Instructions to follow
Find every line in the records below that contains "distant", and copy it.

(Stored data entries)
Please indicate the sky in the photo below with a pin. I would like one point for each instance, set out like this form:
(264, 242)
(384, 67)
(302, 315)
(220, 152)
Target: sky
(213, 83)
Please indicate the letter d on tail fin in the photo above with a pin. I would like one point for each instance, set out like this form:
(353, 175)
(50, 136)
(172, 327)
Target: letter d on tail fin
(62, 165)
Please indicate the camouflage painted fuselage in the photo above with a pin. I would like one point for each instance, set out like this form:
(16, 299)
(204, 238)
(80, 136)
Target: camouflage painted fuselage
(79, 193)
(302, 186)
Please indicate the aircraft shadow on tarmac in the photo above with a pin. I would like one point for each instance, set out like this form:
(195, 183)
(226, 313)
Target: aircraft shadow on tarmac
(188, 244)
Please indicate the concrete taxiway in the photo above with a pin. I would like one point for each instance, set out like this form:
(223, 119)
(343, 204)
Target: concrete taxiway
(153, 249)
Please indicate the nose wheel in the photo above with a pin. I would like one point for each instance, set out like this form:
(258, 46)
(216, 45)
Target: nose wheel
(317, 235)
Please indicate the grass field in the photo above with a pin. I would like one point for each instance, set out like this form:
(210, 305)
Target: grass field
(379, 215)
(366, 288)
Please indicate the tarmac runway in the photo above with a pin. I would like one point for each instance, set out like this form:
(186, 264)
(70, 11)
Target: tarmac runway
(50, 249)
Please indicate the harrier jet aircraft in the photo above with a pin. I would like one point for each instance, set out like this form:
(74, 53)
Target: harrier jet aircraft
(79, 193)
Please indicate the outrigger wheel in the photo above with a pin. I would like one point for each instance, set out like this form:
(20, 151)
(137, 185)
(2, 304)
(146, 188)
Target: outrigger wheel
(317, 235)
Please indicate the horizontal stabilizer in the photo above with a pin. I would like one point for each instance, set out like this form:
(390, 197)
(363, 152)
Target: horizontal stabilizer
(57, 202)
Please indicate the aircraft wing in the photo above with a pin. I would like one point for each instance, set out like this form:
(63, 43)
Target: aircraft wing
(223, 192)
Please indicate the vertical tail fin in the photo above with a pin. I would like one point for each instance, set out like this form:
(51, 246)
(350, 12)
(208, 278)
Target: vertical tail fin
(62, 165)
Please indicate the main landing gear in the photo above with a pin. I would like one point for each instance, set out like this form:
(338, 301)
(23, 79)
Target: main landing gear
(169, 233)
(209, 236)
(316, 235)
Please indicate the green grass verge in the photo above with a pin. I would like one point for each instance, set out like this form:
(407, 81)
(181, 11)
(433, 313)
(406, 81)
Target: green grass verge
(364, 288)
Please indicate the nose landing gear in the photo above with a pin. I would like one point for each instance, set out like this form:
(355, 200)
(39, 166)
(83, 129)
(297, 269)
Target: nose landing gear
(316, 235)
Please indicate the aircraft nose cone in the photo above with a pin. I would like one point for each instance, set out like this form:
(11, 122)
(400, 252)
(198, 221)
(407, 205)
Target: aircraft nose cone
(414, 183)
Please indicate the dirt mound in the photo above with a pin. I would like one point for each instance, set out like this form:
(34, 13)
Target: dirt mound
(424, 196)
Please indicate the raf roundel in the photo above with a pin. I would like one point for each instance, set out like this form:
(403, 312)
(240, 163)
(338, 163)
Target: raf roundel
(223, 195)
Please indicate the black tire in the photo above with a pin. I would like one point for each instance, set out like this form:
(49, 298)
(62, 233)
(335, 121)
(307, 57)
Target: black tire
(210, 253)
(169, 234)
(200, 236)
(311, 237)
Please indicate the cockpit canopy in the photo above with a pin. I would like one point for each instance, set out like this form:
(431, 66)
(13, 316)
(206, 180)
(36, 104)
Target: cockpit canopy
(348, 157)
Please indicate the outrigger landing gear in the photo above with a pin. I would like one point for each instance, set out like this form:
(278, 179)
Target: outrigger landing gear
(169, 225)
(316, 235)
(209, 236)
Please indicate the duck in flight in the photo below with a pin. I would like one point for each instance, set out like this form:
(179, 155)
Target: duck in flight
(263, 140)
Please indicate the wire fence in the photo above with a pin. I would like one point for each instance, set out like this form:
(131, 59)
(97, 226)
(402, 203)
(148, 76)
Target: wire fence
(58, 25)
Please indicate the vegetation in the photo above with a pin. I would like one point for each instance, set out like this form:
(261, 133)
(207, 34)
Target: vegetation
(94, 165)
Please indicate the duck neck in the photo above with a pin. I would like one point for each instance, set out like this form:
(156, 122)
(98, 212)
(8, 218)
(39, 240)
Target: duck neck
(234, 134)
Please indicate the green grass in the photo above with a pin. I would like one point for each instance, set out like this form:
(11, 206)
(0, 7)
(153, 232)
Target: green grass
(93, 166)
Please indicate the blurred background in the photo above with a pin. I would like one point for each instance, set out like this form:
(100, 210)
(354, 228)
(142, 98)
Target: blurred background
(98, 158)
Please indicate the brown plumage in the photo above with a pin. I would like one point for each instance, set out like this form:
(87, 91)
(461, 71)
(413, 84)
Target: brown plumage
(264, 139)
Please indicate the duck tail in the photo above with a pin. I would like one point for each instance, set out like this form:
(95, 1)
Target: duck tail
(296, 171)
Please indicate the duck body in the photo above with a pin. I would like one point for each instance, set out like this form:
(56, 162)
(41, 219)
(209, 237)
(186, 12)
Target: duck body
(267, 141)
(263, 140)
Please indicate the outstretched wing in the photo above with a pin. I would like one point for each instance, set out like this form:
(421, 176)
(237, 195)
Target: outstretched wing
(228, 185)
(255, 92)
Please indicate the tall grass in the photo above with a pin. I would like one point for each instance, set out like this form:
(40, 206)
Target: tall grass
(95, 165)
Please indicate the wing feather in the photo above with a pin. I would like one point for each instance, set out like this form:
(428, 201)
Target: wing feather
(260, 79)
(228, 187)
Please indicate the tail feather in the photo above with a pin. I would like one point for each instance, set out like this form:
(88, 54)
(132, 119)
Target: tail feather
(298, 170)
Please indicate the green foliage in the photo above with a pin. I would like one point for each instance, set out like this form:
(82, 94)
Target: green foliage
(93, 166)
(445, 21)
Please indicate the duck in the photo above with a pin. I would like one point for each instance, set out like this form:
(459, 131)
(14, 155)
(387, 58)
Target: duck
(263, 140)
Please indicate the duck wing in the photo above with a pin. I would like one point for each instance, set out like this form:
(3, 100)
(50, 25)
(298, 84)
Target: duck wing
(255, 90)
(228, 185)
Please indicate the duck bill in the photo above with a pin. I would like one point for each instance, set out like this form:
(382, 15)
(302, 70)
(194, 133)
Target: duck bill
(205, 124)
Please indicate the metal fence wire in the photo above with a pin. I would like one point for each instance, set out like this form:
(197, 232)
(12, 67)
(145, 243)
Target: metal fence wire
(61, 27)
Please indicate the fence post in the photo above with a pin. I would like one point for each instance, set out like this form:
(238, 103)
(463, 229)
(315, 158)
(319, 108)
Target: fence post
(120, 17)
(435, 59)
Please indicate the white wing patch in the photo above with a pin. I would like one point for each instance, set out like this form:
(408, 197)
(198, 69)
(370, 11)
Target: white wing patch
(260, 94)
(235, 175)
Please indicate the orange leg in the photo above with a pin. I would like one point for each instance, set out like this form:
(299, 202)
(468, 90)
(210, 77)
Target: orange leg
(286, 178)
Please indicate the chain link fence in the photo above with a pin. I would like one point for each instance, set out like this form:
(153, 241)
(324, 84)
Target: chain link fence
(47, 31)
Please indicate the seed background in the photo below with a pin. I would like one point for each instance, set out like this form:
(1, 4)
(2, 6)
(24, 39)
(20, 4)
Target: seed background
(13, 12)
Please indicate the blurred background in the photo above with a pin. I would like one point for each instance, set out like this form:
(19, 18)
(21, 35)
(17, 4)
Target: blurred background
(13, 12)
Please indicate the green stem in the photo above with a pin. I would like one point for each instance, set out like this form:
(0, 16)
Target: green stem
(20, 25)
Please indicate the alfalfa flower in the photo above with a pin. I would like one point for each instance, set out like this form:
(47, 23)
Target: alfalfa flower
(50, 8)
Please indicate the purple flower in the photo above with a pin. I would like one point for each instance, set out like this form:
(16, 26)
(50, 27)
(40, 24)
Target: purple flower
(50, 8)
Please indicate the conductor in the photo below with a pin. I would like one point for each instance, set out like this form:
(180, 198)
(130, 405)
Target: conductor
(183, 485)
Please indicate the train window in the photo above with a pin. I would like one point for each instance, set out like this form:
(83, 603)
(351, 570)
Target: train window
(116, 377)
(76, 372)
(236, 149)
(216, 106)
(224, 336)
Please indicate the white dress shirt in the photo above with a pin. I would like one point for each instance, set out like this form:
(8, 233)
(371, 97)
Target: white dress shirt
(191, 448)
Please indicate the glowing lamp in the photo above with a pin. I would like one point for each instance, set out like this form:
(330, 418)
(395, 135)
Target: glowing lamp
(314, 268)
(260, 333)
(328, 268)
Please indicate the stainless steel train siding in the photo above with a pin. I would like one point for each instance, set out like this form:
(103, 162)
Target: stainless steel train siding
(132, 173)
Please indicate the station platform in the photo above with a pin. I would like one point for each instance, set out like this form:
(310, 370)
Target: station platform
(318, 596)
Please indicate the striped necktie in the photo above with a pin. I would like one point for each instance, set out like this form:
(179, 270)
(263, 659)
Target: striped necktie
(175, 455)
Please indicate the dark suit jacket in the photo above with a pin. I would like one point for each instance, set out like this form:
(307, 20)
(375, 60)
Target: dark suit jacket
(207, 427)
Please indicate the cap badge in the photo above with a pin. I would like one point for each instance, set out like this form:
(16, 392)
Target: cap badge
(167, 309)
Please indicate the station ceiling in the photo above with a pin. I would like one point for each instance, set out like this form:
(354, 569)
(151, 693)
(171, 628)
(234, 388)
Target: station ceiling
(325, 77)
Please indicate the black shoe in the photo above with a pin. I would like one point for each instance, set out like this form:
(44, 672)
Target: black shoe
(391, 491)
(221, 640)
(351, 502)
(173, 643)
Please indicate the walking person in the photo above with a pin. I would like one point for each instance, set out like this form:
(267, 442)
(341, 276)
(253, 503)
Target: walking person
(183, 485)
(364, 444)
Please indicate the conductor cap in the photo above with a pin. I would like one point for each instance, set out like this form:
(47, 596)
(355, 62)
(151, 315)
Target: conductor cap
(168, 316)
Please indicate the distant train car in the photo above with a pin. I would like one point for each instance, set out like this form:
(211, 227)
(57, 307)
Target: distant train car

Solution for this exercise
Please indicate the distant train car in the photo above with a pin. I would like one point for each instance, set out like this form:
Target: distant train car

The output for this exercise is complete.